DATA IN THIS EXERCISE

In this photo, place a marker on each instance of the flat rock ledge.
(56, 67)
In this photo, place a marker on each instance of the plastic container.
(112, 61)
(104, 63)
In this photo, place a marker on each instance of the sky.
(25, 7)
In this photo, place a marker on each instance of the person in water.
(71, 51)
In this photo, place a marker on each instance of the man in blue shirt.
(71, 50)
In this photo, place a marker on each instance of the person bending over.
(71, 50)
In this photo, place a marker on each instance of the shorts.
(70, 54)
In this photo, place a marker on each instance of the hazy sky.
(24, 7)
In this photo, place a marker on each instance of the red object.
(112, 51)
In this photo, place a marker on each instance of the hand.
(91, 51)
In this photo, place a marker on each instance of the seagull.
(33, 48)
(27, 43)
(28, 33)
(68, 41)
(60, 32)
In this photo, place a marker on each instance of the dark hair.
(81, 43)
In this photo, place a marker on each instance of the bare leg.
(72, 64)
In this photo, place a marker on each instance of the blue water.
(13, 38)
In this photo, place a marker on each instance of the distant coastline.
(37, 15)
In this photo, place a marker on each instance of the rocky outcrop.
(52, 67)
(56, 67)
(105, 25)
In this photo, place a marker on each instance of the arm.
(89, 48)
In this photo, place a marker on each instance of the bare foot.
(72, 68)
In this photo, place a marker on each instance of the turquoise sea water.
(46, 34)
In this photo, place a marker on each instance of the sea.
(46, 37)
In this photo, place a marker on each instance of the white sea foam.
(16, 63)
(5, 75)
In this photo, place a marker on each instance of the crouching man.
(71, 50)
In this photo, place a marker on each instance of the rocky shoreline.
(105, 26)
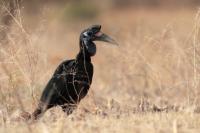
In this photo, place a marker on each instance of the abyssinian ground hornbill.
(72, 79)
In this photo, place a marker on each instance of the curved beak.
(105, 38)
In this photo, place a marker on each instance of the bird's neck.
(83, 55)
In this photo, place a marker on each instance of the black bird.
(72, 79)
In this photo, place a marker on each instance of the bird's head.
(91, 34)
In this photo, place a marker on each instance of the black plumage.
(72, 79)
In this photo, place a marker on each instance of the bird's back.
(69, 84)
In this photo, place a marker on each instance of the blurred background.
(157, 60)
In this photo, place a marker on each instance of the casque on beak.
(103, 37)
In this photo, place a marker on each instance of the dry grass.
(150, 83)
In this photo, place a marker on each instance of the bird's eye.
(89, 33)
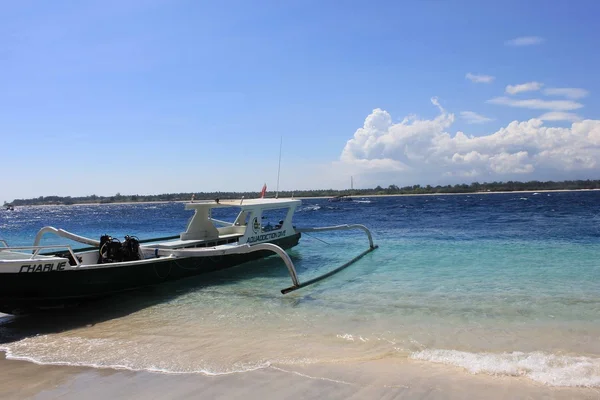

TASK INSTRUCTIONS
Change "place a marker" to "put a dot" throughout all the records above and write them out again with nothing else altered. Leave the pictures out.

EXERCISE SOLUTION
In this photo, put a dot on each instance of the flat rock ledge.
(56, 67)
In this photo, put a dot on each instance of the plastic container.
(112, 61)
(104, 63)
In this photo, put a dot on each instance of the sky.
(25, 7)
In this photo, put a dot on each instance of the person in water.
(71, 51)
In this photo, put a dot on each instance of the man in blue shirt.
(71, 50)
In this photo, put a dot on each instance of the person bending over.
(71, 50)
In this photo, put a dot on each instance of the shorts.
(70, 54)
In this photo, put a dot on each instance of the hazy sky.
(24, 7)
In this photo, put a dot on each instance of the red object.
(112, 51)
In this photo, put a dot on each instance of the hand.
(91, 51)
In this photo, put a dot on each instance of the seagull.
(33, 48)
(27, 43)
(28, 33)
(68, 41)
(60, 32)
In this photo, put a dot on each instance of the dark hair.
(81, 43)
In this photo, put a dot on each instance of the bare leg.
(72, 64)
In this photo, put a dot on each instance of the blue water.
(13, 38)
In this photo, put a dot on each instance of the distant coastline.
(37, 15)
In this photo, put a dot on each instance of the rocky outcrop.
(52, 67)
(56, 67)
(105, 25)
In this photo, put a dot on each instance of the arm.
(89, 48)
In this photo, put a dot on each instance of the bare foot.
(72, 68)
In this photo, put a dot on each instance of the turquoise sea water.
(46, 34)
In this photo, put a dot on each instance of the sea.
(46, 37)
In this photo, put a dot on each instance of the white sea foam.
(16, 63)
(5, 75)
In this photo, put a dot on each instance of the crouching man.
(71, 50)
In this photo, put a dot on each instance of the rocky shoreline.
(105, 26)
In this photo, put a dot on each instance of the abyssinian ground hornbill.
(72, 79)
In this photo, put a dot on each instance of the curved beak.
(105, 38)
In this photo, put a dot on each instance of the bird's neck.
(83, 55)
In this photo, put a dot on each instance of the black bird.
(72, 79)
In this photo, put a dot on each instance of the bird's head.
(91, 34)
In this photo, put a dot on each instance of the black plumage.
(72, 79)
In this photo, put a dot on each instance of the bird's back.
(69, 84)
In this photo, put a dot on each instance of the blurred background.
(157, 60)
In this photo, put a dot on each instance of the casque on beak.
(103, 37)
In this photo, put a dot on each instance of the dry grass.
(150, 83)
In this photo, put a dot on each instance of the bird's eye.
(89, 33)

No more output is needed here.